SET PROBLEM 1: Extract each line of the records that contains the string "fallen", matching case exactly.

Staffell was attending Ealing Art College with Farrokh Bulsara, later known as Freddie Mercury, and introduced him to the band. Bulsara soon became a keen fan. Staffell left in 1970 to join another band, Humpy Bong; the remaining Smile members, encouraged by Bulsara, changed their name to “Queen” and continued working together.

The band had a number of bass players during this period who did not fit with the band’s chemistry. It was not until February 1971 that they settled on John Deacon and began to rehearse for the first album. Queen had moderate success in the early 1970s, with the albums Queen and Queen II, but it was with the release of Sheer Heart Attack in 1974 and A Night at the Opera the following year that the band gained international success. They have released fifteen studio albums, five live albums, and numerous compilation albums. Eighteen of these have reached number one on charts around the world. Queen rose to prominence during the 1970s and have sold over 300 million albums worldwide.

New Wave of British Music

The eighties brought a new wave of awesome music from the UK. Such groups like Duran Duran, Wham, Culture Club, ABC and Pet Shop Boys took the eighties by storm in the pop genre of music.

Duran Duran

photo by Richard Haughton

Duran Duran are an English pop rock band famous for a long series of popular singles, albums and vivid music videos, for which they won two Grammy Awards. Duran Duran was created by Nick Rhodes and John Taylor, with the later addition of Roger Taylor, Andy Taylor, and Simon Le Bon, though none of the Taylors are related. The group has never disbanded, but the line-up has changed to include guitarist Warren Cuccurullo from 1989 to 2001, and drummer Sterling Campbell from 1989 to 1991.

John Taylor and Nick Rhodes formed Duran Duran in Birmingham, UK in 1978, naming the band after the villain “Dr. Durand Durand”, played by Milo O’Shea in Roger Vadim’s science-fiction film, Barbarella. Their first singer was Stephen Duffy. Several drummers and guitarists were subsequently tried, as well as a handful of vocalists after Duffy left Duran Duran.

The meeting of drummer Roger Taylor with Taylor and Rhodes at a party, led John Taylor, who originally played lead guitar, to switch to bass. Guitarist Andy Taylor came from Newcastle to audition after responding to a magazine advertisement, and London vocalist Simon Le Bon was recommended to the band by an ex-girlfriend who worked at the Rum Runner nightclub where the band rehearsed.

Duran Duran was amongst the earliest bands to work on their own remixes. Before the days of digital synthesizers and easy audio sampling, they created multilayered arrangements of their singles, sometimes recording entirely different extended performances of the songs in the studio. These “night versions” were generally available only on vinyl, as b-sides to 45 rpm singles or on 12-inch club singles, until the release of the compilation Night Versions: The Essential Duran Duran in 1998.

RECORDS TO USE:
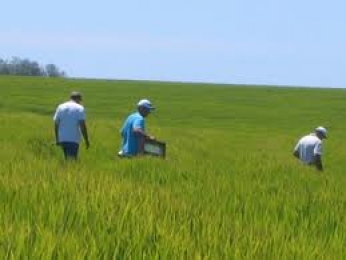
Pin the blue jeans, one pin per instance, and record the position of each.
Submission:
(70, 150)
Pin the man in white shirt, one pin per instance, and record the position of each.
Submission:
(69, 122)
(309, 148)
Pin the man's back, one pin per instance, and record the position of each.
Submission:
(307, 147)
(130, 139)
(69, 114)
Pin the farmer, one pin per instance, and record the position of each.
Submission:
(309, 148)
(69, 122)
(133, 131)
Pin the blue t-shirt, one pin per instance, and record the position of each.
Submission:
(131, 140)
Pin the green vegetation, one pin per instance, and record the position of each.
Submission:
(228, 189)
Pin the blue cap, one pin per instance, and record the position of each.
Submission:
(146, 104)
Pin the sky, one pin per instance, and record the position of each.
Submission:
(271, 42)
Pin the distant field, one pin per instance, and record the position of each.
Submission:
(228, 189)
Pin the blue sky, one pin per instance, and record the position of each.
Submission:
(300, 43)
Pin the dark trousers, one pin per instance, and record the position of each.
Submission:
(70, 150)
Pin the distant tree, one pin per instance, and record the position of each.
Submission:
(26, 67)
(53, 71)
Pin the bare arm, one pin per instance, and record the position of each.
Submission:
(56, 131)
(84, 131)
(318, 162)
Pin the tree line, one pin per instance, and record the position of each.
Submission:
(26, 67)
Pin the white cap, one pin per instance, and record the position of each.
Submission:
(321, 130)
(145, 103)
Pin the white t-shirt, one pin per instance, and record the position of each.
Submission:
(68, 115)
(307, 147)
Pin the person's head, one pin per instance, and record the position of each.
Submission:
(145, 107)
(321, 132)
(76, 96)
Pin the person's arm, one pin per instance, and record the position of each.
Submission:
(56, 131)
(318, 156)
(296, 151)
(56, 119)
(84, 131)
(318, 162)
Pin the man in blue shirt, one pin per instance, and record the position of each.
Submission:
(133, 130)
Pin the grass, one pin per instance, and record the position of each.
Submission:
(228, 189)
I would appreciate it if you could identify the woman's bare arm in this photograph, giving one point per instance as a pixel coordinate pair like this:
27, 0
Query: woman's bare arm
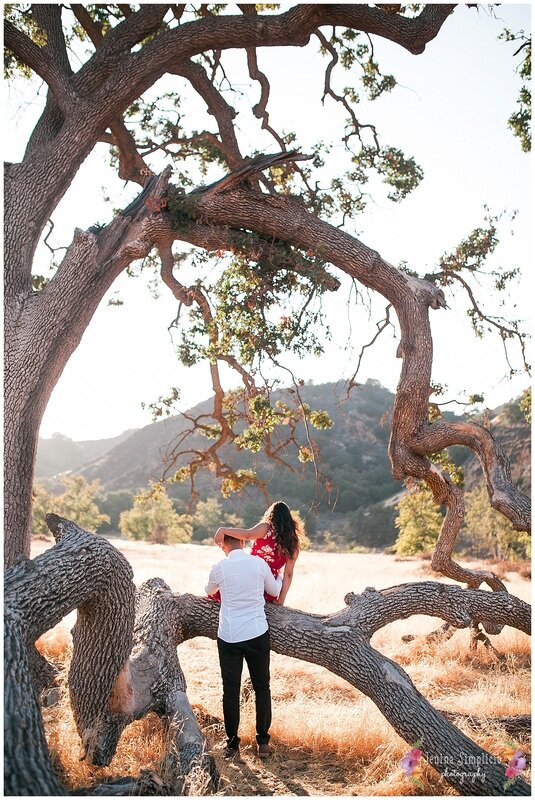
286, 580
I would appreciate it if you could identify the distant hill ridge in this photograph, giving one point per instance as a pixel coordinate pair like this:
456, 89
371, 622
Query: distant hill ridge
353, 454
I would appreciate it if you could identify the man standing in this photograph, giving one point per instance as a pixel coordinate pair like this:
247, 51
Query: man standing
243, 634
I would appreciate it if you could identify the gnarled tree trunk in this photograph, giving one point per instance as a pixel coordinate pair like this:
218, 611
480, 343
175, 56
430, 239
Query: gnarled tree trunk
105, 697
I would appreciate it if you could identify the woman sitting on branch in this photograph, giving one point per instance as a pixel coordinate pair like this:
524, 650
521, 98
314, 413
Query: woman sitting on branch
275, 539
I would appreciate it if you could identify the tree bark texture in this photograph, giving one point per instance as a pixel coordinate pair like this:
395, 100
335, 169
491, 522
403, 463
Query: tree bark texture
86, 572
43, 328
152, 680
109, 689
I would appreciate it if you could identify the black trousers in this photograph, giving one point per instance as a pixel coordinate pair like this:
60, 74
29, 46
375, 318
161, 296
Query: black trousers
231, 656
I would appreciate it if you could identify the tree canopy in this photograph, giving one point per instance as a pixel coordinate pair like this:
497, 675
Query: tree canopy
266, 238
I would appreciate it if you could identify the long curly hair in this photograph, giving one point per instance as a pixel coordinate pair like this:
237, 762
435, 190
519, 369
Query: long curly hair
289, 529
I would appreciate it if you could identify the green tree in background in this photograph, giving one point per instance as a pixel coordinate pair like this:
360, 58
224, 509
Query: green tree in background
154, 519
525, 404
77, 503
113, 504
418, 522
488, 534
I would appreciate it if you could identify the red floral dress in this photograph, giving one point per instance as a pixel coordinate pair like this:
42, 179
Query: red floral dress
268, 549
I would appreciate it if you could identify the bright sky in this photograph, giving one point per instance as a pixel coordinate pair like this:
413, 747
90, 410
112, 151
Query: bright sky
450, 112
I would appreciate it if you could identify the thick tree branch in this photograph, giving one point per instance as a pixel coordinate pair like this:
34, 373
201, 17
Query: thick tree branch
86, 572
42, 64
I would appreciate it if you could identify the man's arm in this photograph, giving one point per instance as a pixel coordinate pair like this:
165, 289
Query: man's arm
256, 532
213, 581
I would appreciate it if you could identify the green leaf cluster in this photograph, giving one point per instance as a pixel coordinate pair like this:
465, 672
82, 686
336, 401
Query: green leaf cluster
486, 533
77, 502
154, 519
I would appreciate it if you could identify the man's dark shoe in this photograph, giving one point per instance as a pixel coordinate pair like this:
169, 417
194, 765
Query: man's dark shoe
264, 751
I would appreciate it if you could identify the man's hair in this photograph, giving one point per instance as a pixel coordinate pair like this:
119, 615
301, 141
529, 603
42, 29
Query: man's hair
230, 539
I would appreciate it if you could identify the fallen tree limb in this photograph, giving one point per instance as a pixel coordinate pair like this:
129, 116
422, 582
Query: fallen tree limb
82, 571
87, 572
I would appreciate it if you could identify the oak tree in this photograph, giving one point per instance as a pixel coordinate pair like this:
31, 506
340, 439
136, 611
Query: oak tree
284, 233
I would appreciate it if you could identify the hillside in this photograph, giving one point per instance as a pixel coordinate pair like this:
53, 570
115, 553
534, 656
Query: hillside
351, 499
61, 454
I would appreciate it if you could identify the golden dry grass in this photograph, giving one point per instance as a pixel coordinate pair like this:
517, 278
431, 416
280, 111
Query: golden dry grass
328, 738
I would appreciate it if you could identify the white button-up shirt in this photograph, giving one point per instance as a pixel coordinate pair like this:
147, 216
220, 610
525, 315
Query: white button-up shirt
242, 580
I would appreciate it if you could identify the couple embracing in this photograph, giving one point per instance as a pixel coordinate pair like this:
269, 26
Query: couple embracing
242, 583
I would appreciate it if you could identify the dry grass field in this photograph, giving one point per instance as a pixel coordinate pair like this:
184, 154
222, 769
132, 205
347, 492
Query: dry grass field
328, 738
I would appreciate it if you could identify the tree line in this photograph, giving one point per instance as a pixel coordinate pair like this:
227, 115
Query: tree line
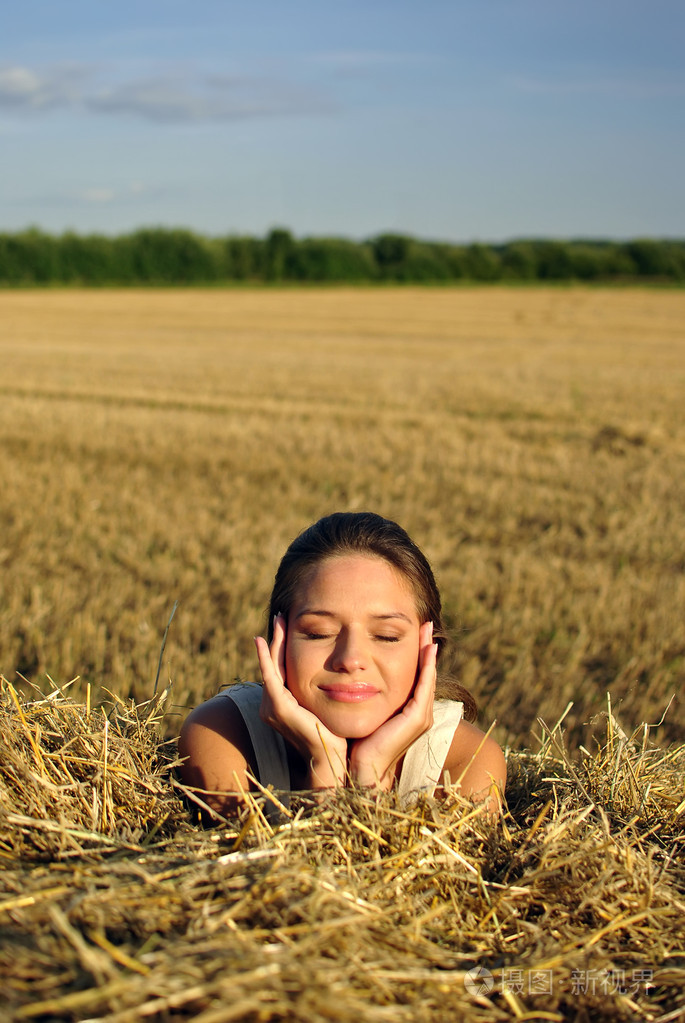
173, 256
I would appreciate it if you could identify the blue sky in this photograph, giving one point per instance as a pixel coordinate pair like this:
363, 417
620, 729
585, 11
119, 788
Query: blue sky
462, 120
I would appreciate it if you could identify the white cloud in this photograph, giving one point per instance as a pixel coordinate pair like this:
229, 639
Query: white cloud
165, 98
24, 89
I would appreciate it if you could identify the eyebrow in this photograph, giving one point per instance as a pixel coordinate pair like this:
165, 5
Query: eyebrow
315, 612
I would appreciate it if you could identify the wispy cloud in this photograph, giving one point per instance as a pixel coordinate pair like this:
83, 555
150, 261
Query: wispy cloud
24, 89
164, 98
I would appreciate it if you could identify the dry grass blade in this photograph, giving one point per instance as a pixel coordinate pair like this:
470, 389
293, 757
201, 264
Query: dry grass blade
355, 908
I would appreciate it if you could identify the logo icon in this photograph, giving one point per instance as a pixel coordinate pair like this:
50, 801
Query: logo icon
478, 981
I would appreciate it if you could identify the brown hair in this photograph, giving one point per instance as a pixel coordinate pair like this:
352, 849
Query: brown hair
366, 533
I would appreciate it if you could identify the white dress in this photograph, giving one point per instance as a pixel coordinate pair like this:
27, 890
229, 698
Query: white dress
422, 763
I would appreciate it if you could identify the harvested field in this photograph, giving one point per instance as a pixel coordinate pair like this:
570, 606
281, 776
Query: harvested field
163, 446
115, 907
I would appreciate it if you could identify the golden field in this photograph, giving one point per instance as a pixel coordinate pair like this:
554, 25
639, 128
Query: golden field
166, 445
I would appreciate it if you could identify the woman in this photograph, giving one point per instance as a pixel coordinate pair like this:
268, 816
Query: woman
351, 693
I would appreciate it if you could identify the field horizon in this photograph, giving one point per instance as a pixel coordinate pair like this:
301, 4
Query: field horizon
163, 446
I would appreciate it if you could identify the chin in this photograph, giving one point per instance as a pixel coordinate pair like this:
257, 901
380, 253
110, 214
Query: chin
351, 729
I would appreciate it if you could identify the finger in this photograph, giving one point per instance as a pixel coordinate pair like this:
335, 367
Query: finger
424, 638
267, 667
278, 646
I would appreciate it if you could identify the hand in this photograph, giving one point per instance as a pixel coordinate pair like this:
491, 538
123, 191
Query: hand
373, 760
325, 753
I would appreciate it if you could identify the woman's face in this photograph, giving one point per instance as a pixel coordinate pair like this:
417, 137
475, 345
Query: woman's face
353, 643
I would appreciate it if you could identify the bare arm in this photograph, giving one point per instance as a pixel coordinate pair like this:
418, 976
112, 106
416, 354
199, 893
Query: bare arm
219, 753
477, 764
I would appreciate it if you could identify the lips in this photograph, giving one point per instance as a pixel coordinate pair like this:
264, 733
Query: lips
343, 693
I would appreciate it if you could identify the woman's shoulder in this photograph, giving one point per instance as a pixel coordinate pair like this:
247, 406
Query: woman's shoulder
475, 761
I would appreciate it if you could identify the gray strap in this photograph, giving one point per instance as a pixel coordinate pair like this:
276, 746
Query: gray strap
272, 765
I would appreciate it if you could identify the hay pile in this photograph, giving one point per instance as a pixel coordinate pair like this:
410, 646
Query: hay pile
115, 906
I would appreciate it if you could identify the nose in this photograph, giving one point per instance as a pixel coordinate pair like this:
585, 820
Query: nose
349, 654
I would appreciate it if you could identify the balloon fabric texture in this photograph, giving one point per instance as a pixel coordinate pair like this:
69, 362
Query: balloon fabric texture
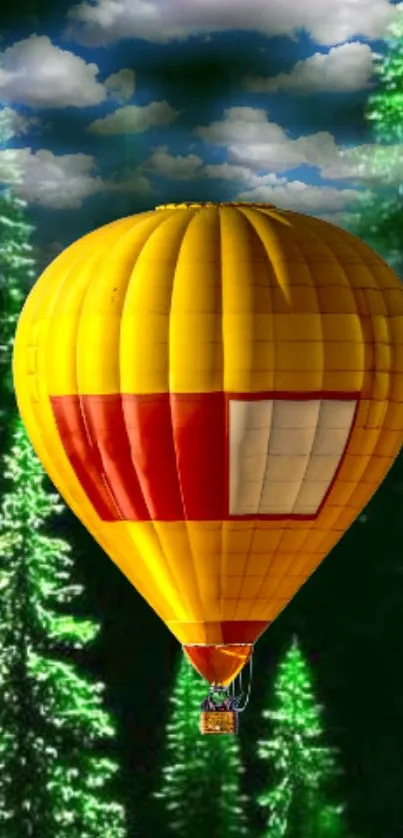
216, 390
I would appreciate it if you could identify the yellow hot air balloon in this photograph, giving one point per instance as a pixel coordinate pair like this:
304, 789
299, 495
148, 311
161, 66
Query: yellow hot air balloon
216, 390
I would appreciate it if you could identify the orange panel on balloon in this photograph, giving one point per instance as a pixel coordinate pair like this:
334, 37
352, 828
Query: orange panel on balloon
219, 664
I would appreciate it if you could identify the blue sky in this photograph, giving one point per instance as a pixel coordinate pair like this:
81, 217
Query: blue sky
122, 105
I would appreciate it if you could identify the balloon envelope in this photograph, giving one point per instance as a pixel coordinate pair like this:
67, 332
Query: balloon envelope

SET PROBLEM 2: Quote the band history word for word, beginning at the words "photo by Richard" and stopping after "left Duran Duran.".

RESULT 1:
I would appreciate it if you could identify the fallen tree limb in this photograph, giving one point per instance as a pixel coordinate pair like this:
Query: fallen tree limb

RESULT 2:
photo by Richard Haughton

Duran Duran are an English pop rock band famous for a long series of popular singles, albums and vivid music videos, for which they won two Grammy Awards. Duran Duran was created by Nick Rhodes and John Taylor, with the later addition of Roger Taylor, Andy Taylor, and Simon Le Bon, though none of the Taylors are related. The group has never disbanded, but the line-up has changed to include guitarist Warren Cuccurullo from 1989 to 2001, and drummer Sterling Campbell from 1989 to 1991.

John Taylor and Nick Rhodes formed Duran Duran in Birmingham, UK in 1978, naming the band after the villain “Dr. Durand Durand”, played by Milo O’Shea in Roger Vadim’s science-fiction film, Barbarella. Their first singer was Stephen Duffy. Several drummers and guitarists were subsequently tried, as well as a handful of vocalists after Duffy left Duran Duran.